[WORK INSTRUCTIONS] Go through the entries, filter for the word "ceiling", and copy every line that has it.
━━━ SOURCE DATA
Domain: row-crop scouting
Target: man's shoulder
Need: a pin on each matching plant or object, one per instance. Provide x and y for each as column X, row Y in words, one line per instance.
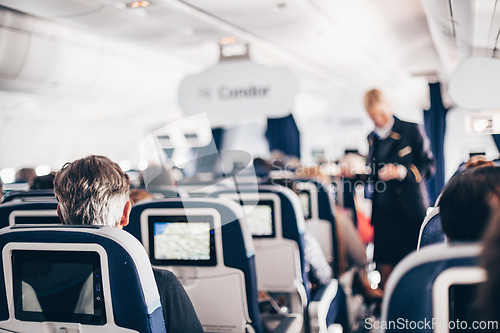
column 164, row 276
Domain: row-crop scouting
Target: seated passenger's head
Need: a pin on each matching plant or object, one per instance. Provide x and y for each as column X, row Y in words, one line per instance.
column 93, row 191
column 467, row 202
column 377, row 107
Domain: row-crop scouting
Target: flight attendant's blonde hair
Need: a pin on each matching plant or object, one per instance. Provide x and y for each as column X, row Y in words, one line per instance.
column 373, row 97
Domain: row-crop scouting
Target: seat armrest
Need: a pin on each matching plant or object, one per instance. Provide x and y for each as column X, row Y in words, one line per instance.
column 320, row 305
column 288, row 322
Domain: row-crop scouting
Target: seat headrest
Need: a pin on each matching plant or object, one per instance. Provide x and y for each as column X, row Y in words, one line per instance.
column 41, row 195
column 130, row 279
column 409, row 291
column 8, row 208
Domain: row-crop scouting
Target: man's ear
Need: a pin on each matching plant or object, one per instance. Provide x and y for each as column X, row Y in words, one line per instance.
column 126, row 214
column 60, row 214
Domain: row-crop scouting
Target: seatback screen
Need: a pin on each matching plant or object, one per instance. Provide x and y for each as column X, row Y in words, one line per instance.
column 176, row 241
column 60, row 286
column 260, row 218
column 305, row 200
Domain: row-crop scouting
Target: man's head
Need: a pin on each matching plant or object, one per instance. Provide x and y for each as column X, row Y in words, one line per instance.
column 467, row 202
column 377, row 107
column 93, row 191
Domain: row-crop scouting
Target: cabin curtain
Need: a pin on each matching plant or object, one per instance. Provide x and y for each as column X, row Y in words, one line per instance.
column 283, row 134
column 435, row 127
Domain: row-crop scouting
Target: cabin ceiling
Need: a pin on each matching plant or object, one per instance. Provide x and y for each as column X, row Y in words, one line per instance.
column 350, row 45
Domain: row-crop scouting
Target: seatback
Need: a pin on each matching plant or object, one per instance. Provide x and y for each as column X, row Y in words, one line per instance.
column 31, row 195
column 21, row 212
column 431, row 231
column 321, row 211
column 224, row 291
column 418, row 289
column 102, row 273
column 280, row 259
column 320, row 229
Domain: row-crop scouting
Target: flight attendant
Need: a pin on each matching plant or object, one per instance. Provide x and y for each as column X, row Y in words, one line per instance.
column 400, row 161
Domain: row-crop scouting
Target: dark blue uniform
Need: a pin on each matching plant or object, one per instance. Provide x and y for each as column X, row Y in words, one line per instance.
column 399, row 206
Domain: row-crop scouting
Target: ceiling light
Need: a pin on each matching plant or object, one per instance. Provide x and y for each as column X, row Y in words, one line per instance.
column 8, row 175
column 42, row 170
column 138, row 4
column 479, row 125
column 143, row 164
column 278, row 7
column 125, row 165
column 227, row 40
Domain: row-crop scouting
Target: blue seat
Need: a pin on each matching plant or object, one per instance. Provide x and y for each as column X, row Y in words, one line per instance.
column 214, row 290
column 31, row 195
column 117, row 276
column 322, row 222
column 281, row 264
column 431, row 231
column 28, row 212
column 418, row 289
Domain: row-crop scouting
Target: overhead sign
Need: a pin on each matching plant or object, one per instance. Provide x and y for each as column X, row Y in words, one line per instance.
column 238, row 88
column 475, row 83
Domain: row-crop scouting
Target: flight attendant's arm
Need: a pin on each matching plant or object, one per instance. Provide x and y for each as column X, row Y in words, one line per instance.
column 424, row 165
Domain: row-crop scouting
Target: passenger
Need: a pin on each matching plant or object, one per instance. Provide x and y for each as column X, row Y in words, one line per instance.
column 474, row 162
column 467, row 202
column 95, row 191
column 488, row 300
column 25, row 175
column 350, row 247
column 43, row 182
column 401, row 160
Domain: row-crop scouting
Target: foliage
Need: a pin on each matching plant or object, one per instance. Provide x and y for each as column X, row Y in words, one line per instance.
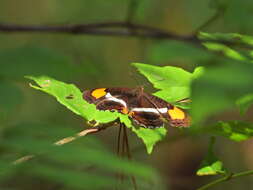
column 211, row 165
column 214, row 70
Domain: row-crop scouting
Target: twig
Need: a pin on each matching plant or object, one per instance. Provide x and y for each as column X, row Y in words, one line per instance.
column 60, row 143
column 126, row 29
column 226, row 178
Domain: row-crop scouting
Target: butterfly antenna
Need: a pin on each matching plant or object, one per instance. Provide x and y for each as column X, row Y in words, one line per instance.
column 129, row 155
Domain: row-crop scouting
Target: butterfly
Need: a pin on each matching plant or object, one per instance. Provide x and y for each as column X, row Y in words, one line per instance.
column 144, row 109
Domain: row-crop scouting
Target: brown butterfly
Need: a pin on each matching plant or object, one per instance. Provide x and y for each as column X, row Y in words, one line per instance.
column 144, row 109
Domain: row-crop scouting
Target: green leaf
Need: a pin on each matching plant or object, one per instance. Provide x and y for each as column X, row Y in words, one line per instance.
column 218, row 88
column 173, row 82
column 233, row 130
column 11, row 97
column 226, row 50
column 211, row 165
column 245, row 102
column 174, row 50
column 61, row 91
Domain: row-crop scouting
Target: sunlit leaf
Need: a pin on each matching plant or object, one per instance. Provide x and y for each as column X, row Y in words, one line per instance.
column 173, row 82
column 218, row 88
column 61, row 91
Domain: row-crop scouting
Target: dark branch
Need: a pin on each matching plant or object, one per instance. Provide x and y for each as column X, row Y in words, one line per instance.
column 104, row 29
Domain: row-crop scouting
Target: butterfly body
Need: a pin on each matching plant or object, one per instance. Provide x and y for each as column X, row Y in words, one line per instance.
column 144, row 109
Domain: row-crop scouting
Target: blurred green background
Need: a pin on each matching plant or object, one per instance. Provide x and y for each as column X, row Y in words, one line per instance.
column 31, row 121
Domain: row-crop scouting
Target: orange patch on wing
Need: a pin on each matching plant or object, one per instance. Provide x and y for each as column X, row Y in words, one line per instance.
column 124, row 110
column 98, row 93
column 176, row 113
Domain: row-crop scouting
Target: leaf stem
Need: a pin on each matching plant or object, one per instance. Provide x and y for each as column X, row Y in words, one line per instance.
column 226, row 178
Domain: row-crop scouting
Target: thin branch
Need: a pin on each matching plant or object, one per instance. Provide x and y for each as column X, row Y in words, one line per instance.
column 104, row 29
column 60, row 143
column 226, row 178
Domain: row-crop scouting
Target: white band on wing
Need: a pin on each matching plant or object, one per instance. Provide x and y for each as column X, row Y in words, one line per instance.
column 153, row 110
column 112, row 98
━━━━━━
[SOLUTION FOR THIS TASK]
Target: cabin ceiling
Target: ceiling light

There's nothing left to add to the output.